Could you transcribe every record below exactly as it stands?
Start of Excerpted data
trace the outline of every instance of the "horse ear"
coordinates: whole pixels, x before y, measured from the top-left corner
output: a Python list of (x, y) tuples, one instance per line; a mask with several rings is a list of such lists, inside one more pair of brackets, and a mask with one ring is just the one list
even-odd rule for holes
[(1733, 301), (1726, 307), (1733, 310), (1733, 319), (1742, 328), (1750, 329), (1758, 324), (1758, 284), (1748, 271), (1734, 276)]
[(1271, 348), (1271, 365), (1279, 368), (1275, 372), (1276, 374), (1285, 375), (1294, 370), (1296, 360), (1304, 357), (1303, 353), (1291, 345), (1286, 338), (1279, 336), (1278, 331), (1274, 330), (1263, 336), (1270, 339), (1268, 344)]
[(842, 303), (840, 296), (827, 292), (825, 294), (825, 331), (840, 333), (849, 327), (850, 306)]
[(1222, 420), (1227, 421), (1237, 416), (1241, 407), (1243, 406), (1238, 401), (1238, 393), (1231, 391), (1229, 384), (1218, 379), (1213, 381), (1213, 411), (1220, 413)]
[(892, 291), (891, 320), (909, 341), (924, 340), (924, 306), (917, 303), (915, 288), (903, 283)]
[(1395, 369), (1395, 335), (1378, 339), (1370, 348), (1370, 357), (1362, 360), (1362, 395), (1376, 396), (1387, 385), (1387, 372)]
End of Excerpted data
* Written solution *
trace the outline of every instance of the "horse ear"
coordinates: whole pixels, x before y, measured from the top-left corner
output: a Python list of (x, y) tuples, one instance per line; a mask with several rings is a list of such lists, inside one more pair of brackets, and a mask with one ring is just the one list
even-odd rule for holes
[(1733, 301), (1726, 307), (1733, 310), (1733, 319), (1742, 328), (1750, 329), (1758, 324), (1758, 284), (1748, 271), (1734, 276)]
[(1271, 348), (1271, 365), (1279, 368), (1275, 372), (1276, 374), (1285, 375), (1294, 370), (1296, 360), (1304, 357), (1303, 353), (1291, 345), (1286, 338), (1279, 336), (1278, 331), (1274, 330), (1263, 336), (1270, 339), (1268, 344)]
[(842, 303), (840, 296), (827, 292), (825, 294), (825, 331), (840, 333), (849, 327), (850, 306)]
[(1222, 420), (1227, 421), (1237, 416), (1241, 407), (1243, 406), (1238, 401), (1238, 393), (1231, 391), (1229, 384), (1218, 379), (1213, 381), (1213, 411), (1220, 413)]
[(892, 291), (891, 320), (909, 341), (924, 340), (924, 306), (917, 303), (915, 288), (903, 283)]
[(1395, 369), (1395, 335), (1378, 339), (1370, 348), (1370, 357), (1362, 360), (1362, 395), (1376, 396), (1387, 385), (1387, 372)]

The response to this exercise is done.